— START Page extract —

The Batman As Father Figure:

The American Superhero Comics of Mark Millar Part 10

Cover from the 2008 Aztek TPB – and before it the comic’s 1st issue in 1996 - by N Steve Harris & Keith Champagne

Continued from here.

DC’s post-crisis, Dark Age portrayal of the Batman had long been a source of aggravation for both Morrison and Millar. Years before Morrison landed the job of scripting the JLA, the two men had developed a shared and detailed understanding of how to rectify the situation. Even interviews intended to publicise their work for other companies had a tendency to return to their mutual bugbear; the supposed corruption of the superhero book, and, in particular, DC’s demeaning of the character of the Dark Knight. And so, a 1995 interview with Comic World designed primarily to publicise their collaboration on Marvel’s Skrull Kill Krew soon strayed into familiar territory, with Morrison bemoaning that;

“… the Joker’s making snuff movies and Batman’s an uptight, snarling loon with clenched buttocks …  a miserable bastard (who enjoys) beating people up.  That’s just pointless because it means nothing to what superhero comics should be about. A superhero comic represents all these fantastic, godlike human beings.” (*1)

No-one should be surprised that Morrison and Millar’s depictions of The Batman between 1996 and 1999 were so similar in tone and content, for they’d clearly spent their time on the periphery of the superhero industry plotting its fundamental transformation. Though the evidence insists their mutual analysis was rooted in Morrison’s longheld beliefs, the younger man was clearly devoted to the programme. So close were their mutual convictions that Millar’s statements could appear indistinguishable from those of Morrison’s, as the following response to a Steve Holland question shows;

“But that’s the way we’re looking at superheroes. Superheroes are a very basic representation of the peak of what people can aspire to and I think superheroes are the perfect expression of the comics form.” (*2)

from 1997’s Aztek #6, by Morrison, Millar, N Steven Harris, Keith Champagne et al

All but that sentence’s final clause could be quite easily taken for a Morrison quote, and it’s not just that the words express the analysis that he’d been disseminating since the end of the Eighties. (*3) Even the very phrasing seems distinctly Morrisonesque. None of this is to say that Millar hadn’t made significant contributions to his partner’s thinking, but the basic context in which their discussions took place appears to have been Morrison’s.

— END Page extract —

Exercise brief — In the essay on Batman as a father figure, which Marvel collaboration was the 1995 Comic World interview mainly meant to publicize?

— START Given records —

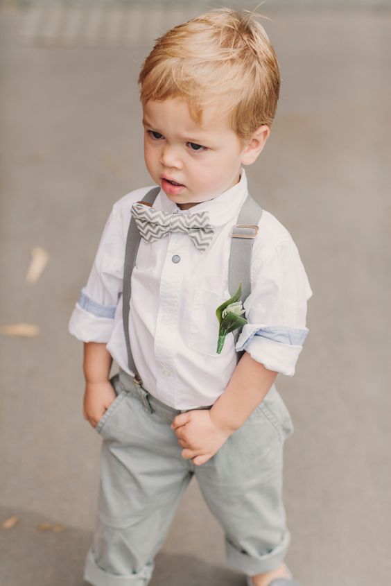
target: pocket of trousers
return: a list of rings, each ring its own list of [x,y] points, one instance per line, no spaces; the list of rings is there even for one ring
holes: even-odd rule
[[[112,378],[110,379],[110,382],[111,383],[112,386],[113,387],[116,393],[116,397],[115,397],[114,401],[110,403],[110,404],[109,405],[109,406],[107,407],[107,408],[106,409],[106,411],[105,411],[105,413],[103,413],[103,415],[102,415],[102,417],[101,417],[101,419],[95,426],[95,429],[98,433],[101,433],[101,431],[103,426],[107,423],[107,421],[111,417],[114,411],[116,409],[119,404],[127,395],[126,391],[122,389],[121,384],[119,381],[118,374],[114,374],[114,377],[112,377]]]

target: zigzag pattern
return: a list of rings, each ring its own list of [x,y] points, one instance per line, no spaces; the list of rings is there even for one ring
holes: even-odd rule
[[[214,228],[209,223],[207,211],[189,215],[168,214],[137,202],[132,206],[132,214],[146,242],[164,238],[171,232],[183,232],[189,234],[196,248],[203,252],[213,239]]]

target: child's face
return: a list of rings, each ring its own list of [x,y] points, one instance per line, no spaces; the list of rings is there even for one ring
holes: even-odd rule
[[[245,150],[229,128],[227,114],[203,111],[202,127],[179,98],[150,100],[143,107],[146,167],[167,197],[181,209],[213,199],[238,183]],[[164,176],[180,183],[175,187]]]

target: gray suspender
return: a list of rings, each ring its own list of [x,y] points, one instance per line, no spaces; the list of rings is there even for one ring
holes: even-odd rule
[[[148,191],[141,201],[152,205],[159,191],[160,187],[154,187]],[[234,226],[231,234],[231,253],[228,268],[228,288],[231,295],[233,295],[238,288],[239,282],[241,282],[241,299],[243,302],[251,292],[250,266],[252,243],[258,232],[258,222],[261,215],[262,208],[249,194],[241,209],[238,218],[238,223]],[[141,379],[134,365],[132,349],[130,347],[130,341],[129,339],[129,306],[130,303],[131,277],[136,257],[137,256],[140,239],[140,233],[136,225],[134,218],[131,216],[128,237],[126,239],[125,261],[123,265],[122,311],[129,369],[134,372],[135,381],[139,384],[142,384]],[[241,329],[236,329],[233,332],[235,344],[237,342],[240,333]],[[238,360],[241,358],[243,352],[237,352]]]

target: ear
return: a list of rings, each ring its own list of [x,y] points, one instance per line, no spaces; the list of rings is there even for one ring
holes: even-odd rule
[[[250,143],[245,145],[242,153],[242,164],[251,165],[258,158],[270,134],[270,128],[266,124],[259,126],[253,133]]]

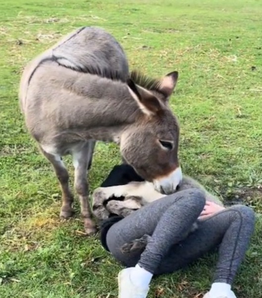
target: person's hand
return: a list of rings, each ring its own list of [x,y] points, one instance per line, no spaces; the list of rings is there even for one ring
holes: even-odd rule
[[[200,214],[200,216],[198,218],[200,220],[203,220],[209,217],[219,211],[222,211],[225,209],[225,207],[220,206],[213,202],[207,201],[204,209]]]

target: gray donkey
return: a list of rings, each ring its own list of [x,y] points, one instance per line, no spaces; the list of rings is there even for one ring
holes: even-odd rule
[[[177,78],[177,72],[159,80],[129,75],[117,41],[92,27],[72,32],[26,67],[20,107],[29,133],[59,181],[61,217],[73,214],[68,173],[62,160],[70,154],[86,232],[96,231],[86,177],[96,140],[119,145],[123,159],[156,190],[173,192],[182,172],[179,125],[168,102]]]

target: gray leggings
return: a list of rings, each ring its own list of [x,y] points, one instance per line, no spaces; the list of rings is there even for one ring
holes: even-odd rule
[[[145,206],[113,224],[106,243],[114,257],[127,267],[138,263],[157,275],[173,272],[219,246],[213,282],[232,284],[245,257],[255,226],[249,207],[236,205],[199,221],[185,238],[205,204],[203,193],[187,189]],[[143,252],[122,253],[125,243],[148,234]]]

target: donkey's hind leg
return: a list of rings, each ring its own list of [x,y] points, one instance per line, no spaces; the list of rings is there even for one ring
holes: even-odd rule
[[[80,202],[81,215],[84,219],[85,230],[88,235],[97,231],[96,225],[91,220],[91,211],[89,202],[88,183],[87,174],[88,165],[94,150],[93,141],[87,142],[81,149],[72,151],[75,168],[74,187]]]
[[[43,155],[52,164],[59,182],[62,191],[62,207],[60,212],[60,216],[65,219],[71,217],[74,214],[74,210],[72,208],[74,198],[69,186],[68,180],[69,177],[68,172],[61,156],[48,153],[41,147],[40,148]]]
[[[88,161],[88,166],[87,167],[87,169],[90,170],[93,161],[93,154],[94,154],[94,150],[95,150],[95,147],[96,147],[96,141],[89,141],[89,144],[90,144],[89,153],[89,161]]]

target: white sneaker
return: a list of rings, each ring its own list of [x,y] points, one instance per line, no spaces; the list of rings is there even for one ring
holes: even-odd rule
[[[209,292],[208,292],[205,295],[203,298],[213,298],[213,297],[210,296]],[[237,298],[236,297],[236,295],[234,294],[234,292],[232,291],[230,291],[228,294],[223,295],[222,294],[220,296],[216,296],[215,298]]]
[[[118,273],[118,298],[146,298],[149,287],[140,288],[130,280],[130,272],[134,268],[126,268]]]

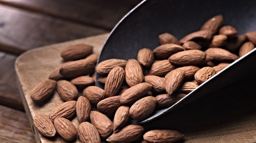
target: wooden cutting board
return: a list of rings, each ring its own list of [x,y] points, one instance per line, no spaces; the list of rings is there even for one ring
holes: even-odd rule
[[[33,124],[34,117],[40,112],[49,116],[53,109],[64,101],[56,91],[46,103],[35,103],[31,99],[30,92],[36,84],[47,79],[52,71],[63,63],[60,56],[63,48],[68,45],[83,43],[94,46],[94,52],[99,52],[108,35],[107,33],[34,49],[24,53],[17,59],[15,68],[18,84],[24,108],[37,143],[81,142],[78,136],[74,140],[67,142],[57,134],[54,137],[50,138],[39,134]],[[76,127],[79,125],[76,117],[71,121]],[[198,122],[200,125],[200,121]],[[186,127],[185,130],[180,131],[185,136],[178,142],[256,142],[255,125],[256,113],[253,112],[224,123],[213,125],[210,124],[204,127],[199,125],[195,128]]]

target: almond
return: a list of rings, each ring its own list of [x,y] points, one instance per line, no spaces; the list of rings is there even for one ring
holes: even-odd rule
[[[31,99],[34,102],[42,101],[53,94],[56,81],[48,79],[37,84],[31,91]]]
[[[239,49],[239,57],[241,57],[246,54],[253,50],[254,48],[254,44],[252,42],[249,41],[245,43]]]
[[[158,95],[155,97],[157,101],[156,106],[158,107],[170,106],[186,95],[186,94],[177,92],[172,95],[167,93]]]
[[[55,135],[56,131],[53,122],[44,113],[36,114],[34,118],[33,123],[38,132],[44,136],[52,137]]]
[[[127,61],[125,60],[111,59],[102,61],[97,66],[97,72],[100,74],[107,74],[112,69],[116,67],[125,67]]]
[[[169,94],[175,92],[181,85],[185,77],[185,71],[181,69],[170,72],[165,81],[165,90]]]
[[[214,35],[219,31],[223,23],[223,17],[220,14],[211,18],[207,20],[201,27],[201,30],[208,30],[211,31]]]
[[[159,46],[154,49],[153,53],[156,58],[159,59],[168,59],[171,55],[179,52],[184,51],[180,45],[174,44],[166,44]]]
[[[145,72],[145,75],[164,75],[176,68],[175,65],[168,60],[160,60],[153,63],[149,70]]]
[[[181,139],[184,135],[171,130],[155,130],[145,133],[143,139],[147,143],[171,143]]]
[[[168,33],[160,35],[158,38],[159,39],[159,42],[161,45],[165,44],[175,44],[181,45],[181,43],[176,37]]]
[[[125,66],[125,80],[127,84],[131,87],[141,83],[144,76],[140,65],[137,60],[130,59]]]
[[[215,74],[215,70],[211,67],[206,67],[199,70],[195,74],[195,80],[201,84]]]
[[[63,118],[56,118],[54,127],[58,133],[66,140],[70,141],[76,137],[76,128],[69,120]]]
[[[67,60],[76,60],[85,58],[93,52],[93,47],[89,45],[79,44],[68,46],[63,49],[60,55]]]
[[[139,64],[145,67],[149,67],[154,61],[154,56],[150,49],[143,48],[139,50],[137,58]]]
[[[139,125],[127,126],[107,139],[111,143],[128,143],[138,139],[144,132],[144,128]]]
[[[114,131],[115,131],[124,127],[130,119],[129,110],[130,107],[121,106],[117,109],[114,117]]]
[[[146,75],[144,77],[145,82],[152,85],[151,90],[156,93],[165,91],[165,80],[156,75]]]
[[[156,107],[156,100],[153,96],[147,96],[136,101],[131,107],[129,113],[131,117],[139,121],[147,118]]]
[[[90,118],[91,107],[90,102],[85,97],[78,98],[76,106],[76,116],[79,123],[87,121]]]
[[[78,135],[83,143],[100,143],[98,131],[90,123],[83,122],[77,127]]]
[[[206,57],[205,53],[202,51],[190,50],[175,54],[169,57],[169,60],[176,65],[187,66],[202,63]]]
[[[123,83],[125,74],[124,70],[120,67],[115,67],[110,71],[107,78],[104,88],[107,97],[116,95]]]
[[[122,106],[120,103],[121,95],[113,96],[104,99],[97,104],[97,109],[103,114],[112,115]]]
[[[83,91],[83,96],[92,104],[95,104],[106,97],[104,90],[95,86],[90,86],[86,88]]]
[[[134,103],[146,95],[152,87],[152,85],[146,82],[132,87],[121,95],[120,103],[123,105]]]
[[[107,138],[113,132],[113,124],[104,114],[97,111],[92,111],[90,115],[92,124],[96,128],[99,136]]]
[[[212,39],[212,36],[210,31],[199,31],[186,35],[180,40],[180,42],[183,43],[194,39],[208,41]]]
[[[58,81],[57,90],[61,98],[65,101],[76,100],[78,96],[78,90],[75,86],[66,80]]]
[[[63,103],[53,109],[50,113],[49,118],[53,122],[58,118],[70,119],[75,114],[76,101],[69,101]]]

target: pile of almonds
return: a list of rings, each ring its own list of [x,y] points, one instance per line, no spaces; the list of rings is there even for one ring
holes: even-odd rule
[[[109,59],[96,67],[98,53],[92,54],[92,46],[66,47],[61,56],[74,61],[56,68],[31,93],[34,102],[44,102],[56,87],[65,102],[49,117],[43,113],[36,115],[35,127],[46,136],[53,136],[57,131],[67,141],[78,133],[83,143],[100,142],[104,139],[110,143],[143,141],[139,140],[143,134],[147,142],[180,140],[184,135],[179,132],[155,130],[145,133],[142,126],[129,124],[128,121],[131,118],[146,119],[156,106],[172,106],[254,48],[256,31],[236,36],[235,28],[223,26],[223,21],[222,15],[216,16],[200,31],[180,40],[169,33],[161,34],[161,45],[153,52],[140,49],[138,60]],[[98,80],[105,84],[104,90],[94,86],[95,70],[105,75]],[[83,96],[77,99],[81,90]],[[92,111],[94,107],[97,111]],[[76,113],[80,124],[77,129],[69,120]]]

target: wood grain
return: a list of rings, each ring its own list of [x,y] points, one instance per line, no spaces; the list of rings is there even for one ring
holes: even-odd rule
[[[34,143],[25,113],[0,105],[0,142]]]

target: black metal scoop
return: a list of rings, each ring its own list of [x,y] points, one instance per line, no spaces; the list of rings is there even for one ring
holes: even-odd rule
[[[97,63],[113,58],[137,59],[140,49],[147,48],[153,50],[160,45],[159,35],[168,32],[180,39],[199,30],[206,21],[218,14],[223,16],[224,25],[232,25],[238,35],[256,30],[255,4],[252,0],[144,0],[114,28],[101,52]],[[214,91],[221,92],[220,89],[225,87],[228,87],[225,90],[239,90],[230,88],[232,84],[241,84],[244,88],[245,86],[238,81],[244,80],[247,83],[255,85],[254,81],[250,80],[255,76],[255,51],[234,62],[172,106],[156,110],[148,119],[139,121],[132,120],[132,123],[144,123],[160,116],[164,118],[162,116],[165,113]],[[96,86],[104,88],[103,85],[97,81],[101,75],[96,73]]]

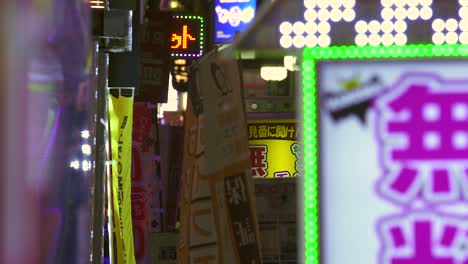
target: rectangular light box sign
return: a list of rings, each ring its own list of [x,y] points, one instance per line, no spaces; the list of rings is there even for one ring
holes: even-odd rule
[[[467,57],[304,50],[305,263],[468,263]]]
[[[198,58],[203,55],[204,19],[200,15],[172,16],[170,52],[174,58]]]
[[[256,0],[215,0],[215,43],[230,43],[254,21]]]
[[[253,177],[298,176],[303,164],[295,120],[250,120],[248,131]]]

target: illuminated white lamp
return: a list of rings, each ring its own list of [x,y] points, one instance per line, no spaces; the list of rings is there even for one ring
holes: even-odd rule
[[[317,13],[317,17],[320,21],[327,21],[330,19],[330,12],[328,9],[320,9]]]
[[[283,35],[289,35],[292,33],[292,24],[285,21],[283,23],[280,24],[280,32],[281,34]]]
[[[307,9],[304,12],[304,19],[309,22],[317,20],[317,11],[315,11],[315,9],[312,8]]]
[[[317,33],[318,25],[315,22],[307,22],[305,25],[305,32],[309,35]]]
[[[260,76],[265,81],[282,81],[288,77],[288,70],[282,66],[262,66]]]
[[[468,6],[463,6],[462,8],[460,8],[460,11],[458,11],[458,15],[462,19],[468,18]]]
[[[89,144],[81,145],[81,152],[85,155],[91,155],[91,146]]]
[[[448,32],[445,35],[445,42],[448,44],[455,44],[458,42],[458,34],[456,32]]]
[[[89,171],[91,169],[91,161],[83,160],[81,167],[83,171]]]
[[[419,11],[419,16],[423,19],[423,20],[428,20],[432,17],[432,8],[430,7],[423,7],[421,8],[421,10]]]
[[[393,44],[393,35],[390,33],[385,33],[381,37],[381,42],[384,46],[390,46]]]
[[[302,35],[305,32],[305,25],[301,21],[297,21],[293,25],[293,32],[296,35]]]
[[[458,25],[461,31],[468,31],[468,19],[460,20],[460,24]]]
[[[419,9],[417,7],[410,7],[407,10],[409,20],[416,20],[419,18]]]
[[[331,30],[330,23],[320,22],[318,25],[318,32],[322,35],[328,34]]]
[[[398,20],[406,19],[406,9],[403,7],[395,9],[395,18]]]
[[[331,38],[328,35],[320,35],[318,38],[318,45],[321,47],[328,47],[331,44]]]
[[[440,18],[437,18],[437,19],[434,19],[434,21],[432,22],[432,29],[435,31],[435,32],[442,32],[444,31],[445,29],[445,22],[440,19]]]
[[[315,8],[317,6],[317,0],[304,0],[304,6],[306,8]]]
[[[391,33],[393,31],[393,23],[392,21],[385,20],[382,22],[382,25],[380,25],[380,29],[384,33]]]
[[[368,30],[370,33],[376,34],[380,31],[380,23],[377,20],[372,20],[369,22]]]
[[[406,0],[397,0],[397,1],[395,1],[395,6],[396,7],[405,7],[406,6]]]
[[[326,9],[330,5],[330,2],[329,0],[317,0],[317,5],[321,9]]]
[[[462,32],[460,34],[460,43],[461,44],[468,44],[468,32]]]
[[[283,58],[284,67],[288,71],[295,71],[296,70],[296,61],[297,61],[296,56],[289,56],[289,55],[284,56],[284,58]]]
[[[357,34],[354,42],[356,42],[356,45],[358,46],[365,46],[369,43],[369,39],[366,34]]]
[[[331,19],[333,22],[338,22],[338,21],[340,21],[342,18],[343,18],[343,12],[341,12],[340,9],[338,9],[338,8],[332,9],[332,11],[330,12],[330,19]]]
[[[419,0],[419,4],[423,7],[428,7],[432,5],[432,0]]]
[[[79,160],[74,160],[70,162],[70,168],[73,168],[75,170],[80,168],[80,161]]]
[[[291,36],[282,36],[280,38],[281,47],[288,49],[292,47],[292,37]]]
[[[307,47],[315,47],[318,45],[318,39],[315,35],[308,35],[306,37],[306,46]]]
[[[351,22],[356,18],[356,12],[354,12],[354,9],[351,8],[346,8],[343,11],[343,19],[346,22]]]
[[[377,46],[380,44],[380,36],[379,34],[371,34],[369,36],[369,45]]]
[[[299,49],[303,48],[305,46],[305,37],[303,35],[294,36],[293,46]]]
[[[383,20],[392,20],[393,18],[393,9],[390,7],[385,7],[380,11],[380,15],[382,16]]]
[[[405,33],[398,33],[395,35],[395,44],[396,45],[405,45],[408,41]]]
[[[444,44],[445,35],[442,32],[435,32],[432,34],[432,42],[436,45]]]
[[[406,25],[406,22],[403,21],[403,20],[397,20],[395,22],[395,25],[394,25],[394,30],[395,32],[398,32],[398,33],[403,33],[406,31],[406,29],[408,28],[408,26]]]
[[[447,21],[445,22],[445,29],[447,29],[447,31],[454,32],[457,30],[457,28],[458,28],[457,20],[453,18],[447,19]]]
[[[417,7],[419,5],[419,0],[406,0],[406,4],[409,7]]]
[[[356,5],[356,0],[343,0],[343,6],[347,9],[352,9],[354,8],[355,5]]]
[[[343,0],[330,0],[330,6],[334,9],[338,9],[343,5]]]
[[[89,138],[89,130],[82,130],[81,131],[81,137],[82,138]]]
[[[359,20],[355,25],[354,29],[356,29],[356,32],[359,34],[364,34],[367,32],[367,22],[364,20]]]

— END Given records —

Task answer — Skrull Kill Krew